* OBJECTIVE: Can you copy out every one of the records below word for word, leaving out the pictures?

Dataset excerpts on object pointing
***

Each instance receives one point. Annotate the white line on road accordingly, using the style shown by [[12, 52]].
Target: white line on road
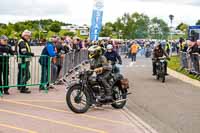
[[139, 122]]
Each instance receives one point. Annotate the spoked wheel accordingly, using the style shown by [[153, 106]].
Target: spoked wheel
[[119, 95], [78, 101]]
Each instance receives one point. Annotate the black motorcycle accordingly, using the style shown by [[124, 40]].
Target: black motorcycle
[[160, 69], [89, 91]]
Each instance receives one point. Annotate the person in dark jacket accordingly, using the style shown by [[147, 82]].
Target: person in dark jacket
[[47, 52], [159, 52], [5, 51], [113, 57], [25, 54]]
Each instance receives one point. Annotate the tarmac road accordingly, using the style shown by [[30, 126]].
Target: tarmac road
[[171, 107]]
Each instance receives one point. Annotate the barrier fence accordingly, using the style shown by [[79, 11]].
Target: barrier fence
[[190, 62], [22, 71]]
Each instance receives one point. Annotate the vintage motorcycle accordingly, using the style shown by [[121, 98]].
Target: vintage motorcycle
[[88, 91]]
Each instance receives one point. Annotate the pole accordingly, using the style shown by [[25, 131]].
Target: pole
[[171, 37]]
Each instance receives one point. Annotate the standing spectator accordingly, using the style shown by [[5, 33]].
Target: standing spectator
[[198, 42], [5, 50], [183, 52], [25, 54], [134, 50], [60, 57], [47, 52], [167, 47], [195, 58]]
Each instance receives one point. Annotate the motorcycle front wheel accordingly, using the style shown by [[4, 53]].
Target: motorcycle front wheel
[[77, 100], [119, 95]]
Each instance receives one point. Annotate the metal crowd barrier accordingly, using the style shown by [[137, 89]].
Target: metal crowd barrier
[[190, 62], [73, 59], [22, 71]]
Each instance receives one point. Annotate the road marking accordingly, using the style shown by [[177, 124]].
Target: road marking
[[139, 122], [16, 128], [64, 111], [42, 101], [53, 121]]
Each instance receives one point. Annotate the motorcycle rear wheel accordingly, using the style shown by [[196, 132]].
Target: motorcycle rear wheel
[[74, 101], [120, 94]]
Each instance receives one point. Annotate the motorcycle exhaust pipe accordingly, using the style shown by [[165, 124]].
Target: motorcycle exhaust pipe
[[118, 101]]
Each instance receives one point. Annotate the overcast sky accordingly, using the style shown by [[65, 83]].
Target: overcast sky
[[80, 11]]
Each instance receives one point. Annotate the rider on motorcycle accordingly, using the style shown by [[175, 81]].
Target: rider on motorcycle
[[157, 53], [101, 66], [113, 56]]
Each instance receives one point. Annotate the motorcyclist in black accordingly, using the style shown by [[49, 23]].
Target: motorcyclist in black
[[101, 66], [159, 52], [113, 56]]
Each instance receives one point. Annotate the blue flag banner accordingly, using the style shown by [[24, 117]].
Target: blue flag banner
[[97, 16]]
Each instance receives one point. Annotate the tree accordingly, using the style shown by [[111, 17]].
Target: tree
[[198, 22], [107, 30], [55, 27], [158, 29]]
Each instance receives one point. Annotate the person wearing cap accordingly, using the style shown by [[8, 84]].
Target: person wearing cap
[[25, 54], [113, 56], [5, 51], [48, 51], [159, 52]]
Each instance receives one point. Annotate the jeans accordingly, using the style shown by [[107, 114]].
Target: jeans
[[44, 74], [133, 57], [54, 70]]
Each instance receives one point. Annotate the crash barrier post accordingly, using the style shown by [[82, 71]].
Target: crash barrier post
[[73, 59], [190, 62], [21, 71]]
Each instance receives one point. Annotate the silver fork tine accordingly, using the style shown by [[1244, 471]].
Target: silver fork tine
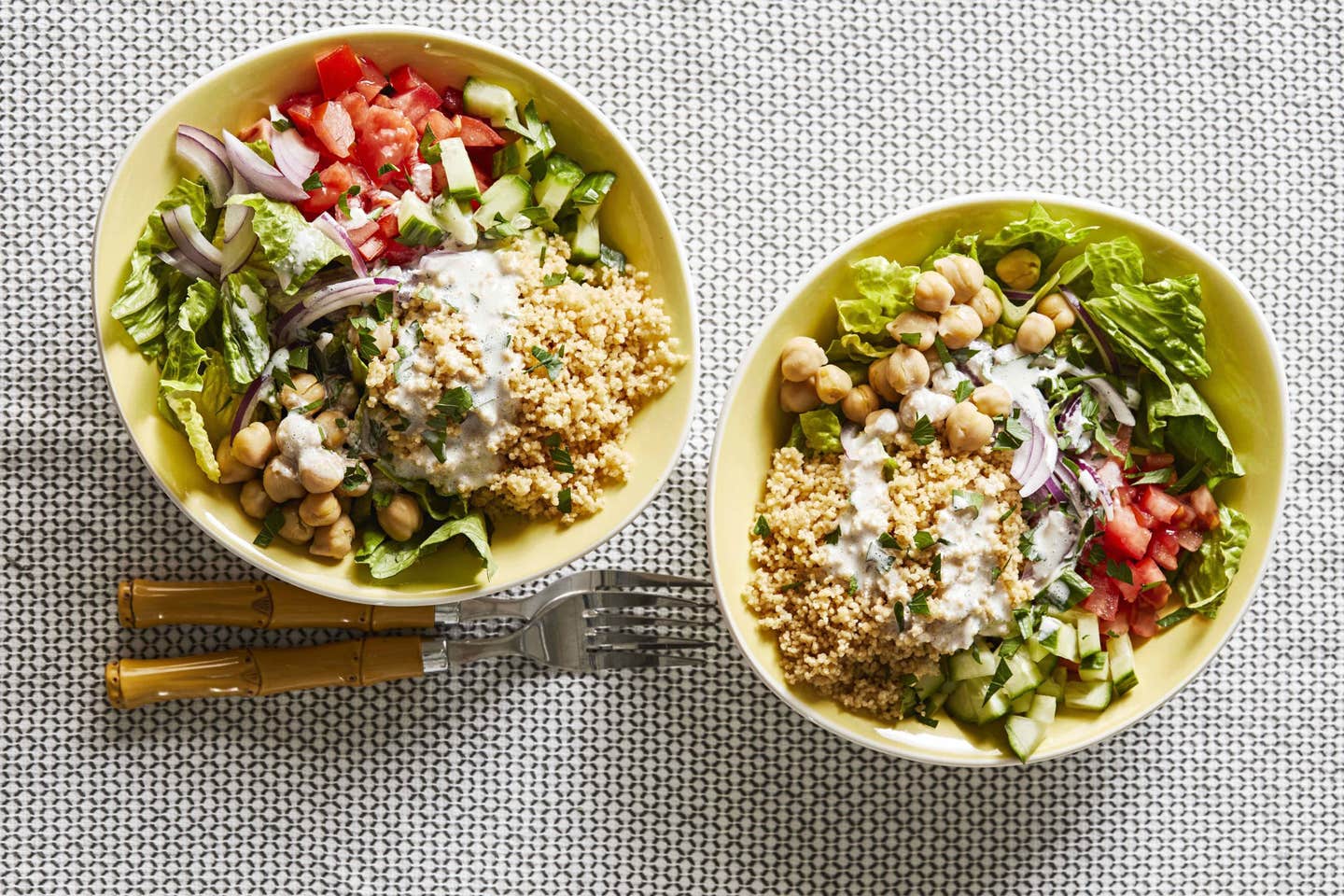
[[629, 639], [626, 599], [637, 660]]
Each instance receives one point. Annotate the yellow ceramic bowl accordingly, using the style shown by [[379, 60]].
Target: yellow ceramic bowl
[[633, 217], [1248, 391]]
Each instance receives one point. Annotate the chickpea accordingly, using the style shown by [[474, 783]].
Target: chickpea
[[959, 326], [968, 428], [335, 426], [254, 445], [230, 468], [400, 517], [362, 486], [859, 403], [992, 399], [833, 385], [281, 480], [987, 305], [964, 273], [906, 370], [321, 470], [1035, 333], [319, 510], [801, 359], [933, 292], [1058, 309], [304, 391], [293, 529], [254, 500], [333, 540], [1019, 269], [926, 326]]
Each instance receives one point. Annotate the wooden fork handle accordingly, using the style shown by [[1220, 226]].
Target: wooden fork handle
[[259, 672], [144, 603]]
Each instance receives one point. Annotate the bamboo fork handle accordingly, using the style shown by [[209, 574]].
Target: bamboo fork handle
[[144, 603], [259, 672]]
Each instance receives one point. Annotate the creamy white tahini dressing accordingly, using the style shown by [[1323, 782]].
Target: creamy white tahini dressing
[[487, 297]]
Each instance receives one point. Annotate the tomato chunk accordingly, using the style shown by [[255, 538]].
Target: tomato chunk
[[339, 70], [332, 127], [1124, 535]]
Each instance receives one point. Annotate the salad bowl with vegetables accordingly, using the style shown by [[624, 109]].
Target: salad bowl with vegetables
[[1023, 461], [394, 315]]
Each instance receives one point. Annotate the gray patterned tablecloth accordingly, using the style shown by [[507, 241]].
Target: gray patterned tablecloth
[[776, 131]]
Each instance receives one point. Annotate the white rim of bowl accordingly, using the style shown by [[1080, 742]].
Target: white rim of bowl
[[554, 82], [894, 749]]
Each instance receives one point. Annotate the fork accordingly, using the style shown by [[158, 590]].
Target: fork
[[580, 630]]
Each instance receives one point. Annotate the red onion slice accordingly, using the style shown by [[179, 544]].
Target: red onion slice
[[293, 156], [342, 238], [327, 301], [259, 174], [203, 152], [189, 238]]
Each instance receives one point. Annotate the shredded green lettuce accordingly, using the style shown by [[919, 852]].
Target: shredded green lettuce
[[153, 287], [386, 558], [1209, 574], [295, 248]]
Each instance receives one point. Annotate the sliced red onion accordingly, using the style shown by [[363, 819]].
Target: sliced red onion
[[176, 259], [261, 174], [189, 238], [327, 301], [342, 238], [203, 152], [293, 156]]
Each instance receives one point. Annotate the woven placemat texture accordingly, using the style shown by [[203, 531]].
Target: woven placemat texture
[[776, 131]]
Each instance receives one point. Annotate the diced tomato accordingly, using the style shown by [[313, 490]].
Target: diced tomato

***

* WRITTEN SOLUTION:
Each instance receives one point. Annotate the white line on road accordingly, using the style shown by [[12, 52]].
Target: white line on road
[[139, 122]]
Each instance receives one point. Annotate the spoked wheel accordingly, using the style shown by [[153, 106]].
Target: spoked wheel
[[119, 95], [78, 101]]
Each instance receives one point. Annotate the black motorcycle accordingly, using the style shown by [[124, 40]].
Target: black motorcycle
[[160, 69], [89, 91]]
Each instance receives one point. Annotate the person in dark jacket accordingly, using the style shown by [[147, 82]].
Target: person in dark jacket
[[47, 52], [159, 52], [5, 51], [113, 57], [25, 54]]
Each instance receives one point. Annotate the tarmac road accordingly, using the style shown by [[30, 126]].
Target: tarmac road
[[171, 107]]
Each instance receives one point. Annotate the barrier fence accordingly, using the style shown by [[79, 11]].
Target: barrier fence
[[190, 62], [22, 71]]
Each instance receives one point. Annotate the vintage motorcycle accordingly, using the style shown by [[121, 98]].
Target: vintage motorcycle
[[88, 91]]
Each instance receives one point. Annotate the pole accordingly, using the style shown by [[25, 131]].
Target: pole
[[171, 37]]
Each instance receives one point. Annotate the standing spectator accordingly, using the style shown by [[5, 33]].
Target: standing spectator
[[198, 42], [5, 50], [183, 52], [25, 54], [134, 50], [60, 57], [47, 52], [167, 47], [195, 58]]
Each instance receives one point. Annotate the motorcycle front wheel accordingly, using the style shown by [[4, 53]].
Target: motorcycle front wheel
[[77, 100], [119, 95]]
Each instance receives one point. Annotate the metal crowd barrier accordingly, using the style shown by [[137, 89]].
Target: metal crowd barrier
[[190, 62], [73, 59], [22, 71]]
Each instance receives one point. Annotate the road marking accordingly, using the style shown by [[177, 124]].
Target: road marking
[[139, 122], [16, 128], [64, 111], [42, 101], [53, 121]]
Each instance receives one point. Annotate the motorcycle rear wheel accordingly, using the style shown by [[196, 132]].
Target: motorcycle rear wheel
[[74, 101], [120, 94]]
Each instance receives one point. Annotate the motorcycle exhaust pipe accordingly, using the style shown by [[165, 124]].
Target: motorcycle exhaust pipe
[[118, 101]]
Each instance receives one point. Annotate the overcast sky accordingly, using the style shown by [[65, 83]].
Target: overcast sky
[[80, 11]]
Each instance receives one point. Annotate the rider on motorcycle accordingly, using the style shown by [[175, 81]].
Target: rider on motorcycle
[[157, 53], [101, 66], [113, 56]]
Each instance receives one point. Annotate the motorcyclist in black accordingly, using the style shown by [[49, 23]].
Target: motorcyclist in black
[[101, 66], [159, 52], [113, 56]]
Each instance receives one point. Annotate the blue flag banner accordingly, using the style shown by [[24, 117]].
Target: blue flag banner
[[97, 16]]
Each instance receives one point. Annotate the tree accordingly, using the style shown by [[111, 17]].
Target: tree
[[198, 22], [107, 30], [55, 27], [158, 29]]
Each instance receives one point. Annotate the person wearing cap accordingly, using the style shown by [[8, 84]].
Target: person wearing cap
[[25, 54], [113, 56], [5, 51], [48, 51], [159, 52]]
Each instance receives one point. Annotate the jeans accordingly, using the style shown by [[107, 114]].
Target: jeans
[[44, 74], [133, 57], [54, 70]]
Each instance receives one point. Annotate the crash barrier post accordingly, using the style shown by [[82, 71]].
Target: crash barrier post
[[73, 59], [190, 62], [21, 71]]
Each instance receives one point. Annotate the silver fork tine accordingly, using the style shown by [[1244, 471]].
Target: silver fork tine
[[629, 639], [626, 599], [637, 660]]
Each instance receives one point. Annotate the yellow ceramic bowl accordingly, using the style shown by [[379, 60]].
Target: yellow ceramic bowl
[[633, 217], [1248, 391]]
Each instance receives one point. Annotate the chickpea accordingly, using the style shown by [[474, 783]].
Target: chickpea
[[959, 326], [968, 428], [335, 426], [254, 445], [230, 468], [400, 517], [362, 486], [859, 403], [992, 399], [833, 385], [281, 480], [987, 305], [964, 273], [906, 370], [321, 470], [1035, 333], [319, 510], [801, 359], [933, 292], [1058, 309], [304, 391], [293, 529], [254, 500], [333, 540], [1019, 269], [926, 326]]
Each instance receives one point. Annotate the wooden fork handle accordingly, using the style shown by [[1220, 226]].
Target: wooden fork handle
[[259, 672], [144, 603]]
Each instance receives one point. Annotate the bamboo fork handle accordingly, using the style shown by [[209, 574]].
Target: bamboo fork handle
[[144, 603], [259, 672]]
Each instance receives one point. Annotate the creamy white tahini dressing accordingly, using the style shown by [[1323, 782]].
Target: creamy white tahini dressing
[[487, 297]]
Each instance receives one point. Annotate the tomato chunk accordingly, using the style shown by [[255, 538]].
Target: tomato chunk
[[339, 70], [332, 127], [1124, 535]]
Each instance receives one point. Annotate the salad bowl with vegetables accordingly, using the style shown by [[624, 109]].
Target: salad bowl with vegetables
[[1023, 461], [394, 315]]
Each instance receives one point. Annotate the gray patterned tablecloth accordingly, using the style shown by [[507, 241]].
Target: gray patterned tablecloth
[[776, 131]]
Each instance receives one point. Annotate the white rim of bowl accordingly, using the style shown by [[1080, 742]].
Target: white rim of bowl
[[554, 82], [894, 749]]
Each instance receives one point. Annotate the fork accordingly, using the style shown by [[158, 590]].
Target: fork
[[580, 630]]
Each instance receives one point. Annotate the red onion slice accordingly, using the style shown by [[179, 544]].
Target: red onion slice
[[293, 156], [342, 238], [327, 301], [259, 174], [203, 152], [189, 238]]
Each instance receives one point. Annotate the shredded green lettuce accordingly, using the style shown by [[919, 852]].
Target: shredded green lettuce
[[153, 287], [386, 558], [1209, 574], [295, 248]]
Each instance receives one point. Annotate the sliced red onion accordingly, using the style shown by [[363, 819]].
Target: sliced red onion
[[176, 259], [261, 174], [189, 238], [327, 301], [342, 238], [203, 152], [293, 156]]
Each instance receives one point. Annotate the woven placemat texture accordingly, using the style shown by [[203, 531]].
Target: woven placemat texture
[[776, 131]]
Each instance receives one point. Annotate the diced tomato accordingly, using the style shown by [[313, 490]].
Target: diced tomato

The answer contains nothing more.